▶ [Problem to work on] Narrow the data below down to the lines containing "green".

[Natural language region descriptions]
----------

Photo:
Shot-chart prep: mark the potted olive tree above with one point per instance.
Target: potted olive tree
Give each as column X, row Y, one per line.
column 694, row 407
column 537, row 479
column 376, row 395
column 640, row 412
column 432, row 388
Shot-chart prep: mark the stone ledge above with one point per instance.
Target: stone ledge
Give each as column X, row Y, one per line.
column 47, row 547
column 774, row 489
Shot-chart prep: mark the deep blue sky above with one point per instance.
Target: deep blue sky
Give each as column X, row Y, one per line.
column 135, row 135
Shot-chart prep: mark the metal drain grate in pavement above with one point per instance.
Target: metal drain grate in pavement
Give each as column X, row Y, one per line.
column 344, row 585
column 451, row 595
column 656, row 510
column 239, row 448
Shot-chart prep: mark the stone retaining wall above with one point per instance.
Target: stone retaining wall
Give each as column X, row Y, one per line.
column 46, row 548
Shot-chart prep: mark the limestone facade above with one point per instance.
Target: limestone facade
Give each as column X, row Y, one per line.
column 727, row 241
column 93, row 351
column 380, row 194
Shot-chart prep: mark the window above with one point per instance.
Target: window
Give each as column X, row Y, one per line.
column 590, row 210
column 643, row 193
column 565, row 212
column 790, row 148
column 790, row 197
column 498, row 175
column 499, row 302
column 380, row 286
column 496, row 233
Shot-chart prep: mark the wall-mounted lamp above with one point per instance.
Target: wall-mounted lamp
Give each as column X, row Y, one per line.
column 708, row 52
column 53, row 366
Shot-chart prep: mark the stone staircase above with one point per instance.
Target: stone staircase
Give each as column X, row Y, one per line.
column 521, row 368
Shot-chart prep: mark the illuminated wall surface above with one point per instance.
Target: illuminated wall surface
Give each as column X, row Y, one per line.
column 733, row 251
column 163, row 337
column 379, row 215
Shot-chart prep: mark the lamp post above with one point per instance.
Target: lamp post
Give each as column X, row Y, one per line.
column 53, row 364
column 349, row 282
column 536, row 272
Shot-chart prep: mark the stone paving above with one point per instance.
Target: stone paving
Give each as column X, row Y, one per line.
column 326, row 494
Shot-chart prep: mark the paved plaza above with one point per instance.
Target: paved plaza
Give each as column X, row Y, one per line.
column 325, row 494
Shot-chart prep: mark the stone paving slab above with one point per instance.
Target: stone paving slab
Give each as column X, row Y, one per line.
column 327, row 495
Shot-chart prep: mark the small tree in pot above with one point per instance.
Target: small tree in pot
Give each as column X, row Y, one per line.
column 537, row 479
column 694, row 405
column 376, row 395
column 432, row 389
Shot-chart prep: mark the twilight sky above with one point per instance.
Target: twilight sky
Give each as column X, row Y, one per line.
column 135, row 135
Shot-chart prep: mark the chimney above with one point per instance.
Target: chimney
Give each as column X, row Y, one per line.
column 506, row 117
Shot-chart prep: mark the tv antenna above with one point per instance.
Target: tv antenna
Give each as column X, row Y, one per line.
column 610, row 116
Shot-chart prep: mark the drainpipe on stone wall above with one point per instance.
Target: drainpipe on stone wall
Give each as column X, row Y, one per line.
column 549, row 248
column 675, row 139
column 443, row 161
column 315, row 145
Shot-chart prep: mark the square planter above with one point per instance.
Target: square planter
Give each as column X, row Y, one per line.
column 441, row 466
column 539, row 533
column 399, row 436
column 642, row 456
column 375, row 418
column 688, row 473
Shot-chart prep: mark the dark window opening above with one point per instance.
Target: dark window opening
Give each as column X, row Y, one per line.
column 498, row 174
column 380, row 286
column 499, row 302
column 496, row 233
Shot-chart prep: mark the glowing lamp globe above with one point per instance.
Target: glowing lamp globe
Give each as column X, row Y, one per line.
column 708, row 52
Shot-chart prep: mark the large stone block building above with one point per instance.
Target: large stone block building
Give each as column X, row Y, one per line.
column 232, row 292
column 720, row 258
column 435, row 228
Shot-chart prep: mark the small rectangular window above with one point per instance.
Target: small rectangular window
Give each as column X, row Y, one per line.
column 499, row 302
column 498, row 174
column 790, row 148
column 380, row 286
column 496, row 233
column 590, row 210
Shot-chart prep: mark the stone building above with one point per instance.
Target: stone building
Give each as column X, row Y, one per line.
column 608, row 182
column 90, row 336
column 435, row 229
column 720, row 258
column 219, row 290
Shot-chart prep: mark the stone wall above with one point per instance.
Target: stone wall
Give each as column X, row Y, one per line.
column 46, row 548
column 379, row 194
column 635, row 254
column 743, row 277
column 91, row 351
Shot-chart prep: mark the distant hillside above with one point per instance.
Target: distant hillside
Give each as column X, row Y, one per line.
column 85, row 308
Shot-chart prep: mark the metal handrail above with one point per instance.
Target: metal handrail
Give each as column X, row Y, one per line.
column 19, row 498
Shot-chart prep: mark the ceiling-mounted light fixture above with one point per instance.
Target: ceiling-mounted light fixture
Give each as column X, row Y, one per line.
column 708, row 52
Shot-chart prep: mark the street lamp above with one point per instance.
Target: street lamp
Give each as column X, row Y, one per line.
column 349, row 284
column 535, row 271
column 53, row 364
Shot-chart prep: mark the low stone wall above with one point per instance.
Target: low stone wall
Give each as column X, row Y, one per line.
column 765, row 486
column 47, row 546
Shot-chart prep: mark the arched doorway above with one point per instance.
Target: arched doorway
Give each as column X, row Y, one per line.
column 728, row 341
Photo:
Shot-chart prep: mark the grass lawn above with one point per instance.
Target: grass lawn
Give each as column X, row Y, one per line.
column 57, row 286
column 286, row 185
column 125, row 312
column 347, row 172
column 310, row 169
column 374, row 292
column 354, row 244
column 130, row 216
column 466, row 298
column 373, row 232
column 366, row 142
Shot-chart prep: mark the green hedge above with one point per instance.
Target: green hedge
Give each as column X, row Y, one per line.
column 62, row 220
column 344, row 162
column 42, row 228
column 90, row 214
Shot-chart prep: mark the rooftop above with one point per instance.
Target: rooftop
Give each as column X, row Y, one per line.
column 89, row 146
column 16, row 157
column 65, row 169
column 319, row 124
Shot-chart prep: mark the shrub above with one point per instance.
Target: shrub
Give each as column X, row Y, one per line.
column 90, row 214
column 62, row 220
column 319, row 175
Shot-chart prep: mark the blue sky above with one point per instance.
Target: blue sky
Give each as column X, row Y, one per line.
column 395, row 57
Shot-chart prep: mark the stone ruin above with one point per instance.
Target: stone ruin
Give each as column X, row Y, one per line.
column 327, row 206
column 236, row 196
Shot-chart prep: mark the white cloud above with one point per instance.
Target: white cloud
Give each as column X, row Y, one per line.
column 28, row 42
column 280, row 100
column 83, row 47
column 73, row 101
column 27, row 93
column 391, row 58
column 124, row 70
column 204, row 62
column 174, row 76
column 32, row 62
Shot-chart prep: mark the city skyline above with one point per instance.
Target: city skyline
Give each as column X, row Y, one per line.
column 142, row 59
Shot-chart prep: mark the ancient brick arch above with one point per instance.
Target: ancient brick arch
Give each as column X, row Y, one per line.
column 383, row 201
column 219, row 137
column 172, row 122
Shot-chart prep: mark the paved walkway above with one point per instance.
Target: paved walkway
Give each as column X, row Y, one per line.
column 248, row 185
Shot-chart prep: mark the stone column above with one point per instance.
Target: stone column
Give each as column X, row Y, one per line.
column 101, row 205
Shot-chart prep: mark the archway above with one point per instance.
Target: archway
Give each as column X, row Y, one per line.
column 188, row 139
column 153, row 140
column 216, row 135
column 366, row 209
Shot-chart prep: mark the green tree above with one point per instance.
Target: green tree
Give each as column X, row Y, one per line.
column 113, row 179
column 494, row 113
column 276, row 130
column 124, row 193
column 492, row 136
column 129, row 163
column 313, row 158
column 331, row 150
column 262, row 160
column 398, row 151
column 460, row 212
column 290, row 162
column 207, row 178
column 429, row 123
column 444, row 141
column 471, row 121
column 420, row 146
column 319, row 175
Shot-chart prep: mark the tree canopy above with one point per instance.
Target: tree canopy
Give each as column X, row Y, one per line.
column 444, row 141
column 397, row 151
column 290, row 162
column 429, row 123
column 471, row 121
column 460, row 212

----------

▶ [Answer to this problem]
Shot-chart prep: mark the green hedge above with one point per instance.
Target: green hedge
Shot-chart prep: mark the green tree above with one point per instance.
Target: green tree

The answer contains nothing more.